- [REQUIREMENTS]: Copy out each of the rows below word for word, without changing anything.

(Saved entries)
- - - - -

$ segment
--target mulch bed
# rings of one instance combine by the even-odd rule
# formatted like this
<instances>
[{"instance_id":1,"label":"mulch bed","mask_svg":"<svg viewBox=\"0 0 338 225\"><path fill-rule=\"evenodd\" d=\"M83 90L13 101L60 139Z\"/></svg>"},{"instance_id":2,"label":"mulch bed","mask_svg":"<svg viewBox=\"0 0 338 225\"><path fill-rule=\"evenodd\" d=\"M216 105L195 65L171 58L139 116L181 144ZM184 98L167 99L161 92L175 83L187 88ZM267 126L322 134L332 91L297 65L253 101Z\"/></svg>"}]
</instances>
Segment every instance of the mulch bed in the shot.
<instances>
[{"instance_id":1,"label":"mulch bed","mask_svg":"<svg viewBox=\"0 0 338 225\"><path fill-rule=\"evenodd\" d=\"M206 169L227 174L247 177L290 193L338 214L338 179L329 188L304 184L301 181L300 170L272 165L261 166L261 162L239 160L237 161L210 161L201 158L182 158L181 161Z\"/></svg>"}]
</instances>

- - - - -

- [FULL RESPONSE]:
$ segment
--target mulch bed
# rings of one instance combine by the even-odd rule
# formatted like this
<instances>
[{"instance_id":1,"label":"mulch bed","mask_svg":"<svg viewBox=\"0 0 338 225\"><path fill-rule=\"evenodd\" d=\"M83 90L13 101L60 139Z\"/></svg>"},{"instance_id":2,"label":"mulch bed","mask_svg":"<svg viewBox=\"0 0 338 225\"><path fill-rule=\"evenodd\" d=\"M216 105L195 65L171 58L139 116L181 144ZM184 98L167 99L161 92L175 83L187 88ZM267 126L322 134L332 91L297 65L253 101Z\"/></svg>"}]
</instances>
Segment every instance of the mulch bed in the shot.
<instances>
[{"instance_id":1,"label":"mulch bed","mask_svg":"<svg viewBox=\"0 0 338 225\"><path fill-rule=\"evenodd\" d=\"M206 169L227 174L247 177L290 193L338 214L338 179L329 188L304 184L301 181L300 170L272 165L261 166L261 162L239 160L237 161L210 161L201 158L182 158L181 161Z\"/></svg>"}]
</instances>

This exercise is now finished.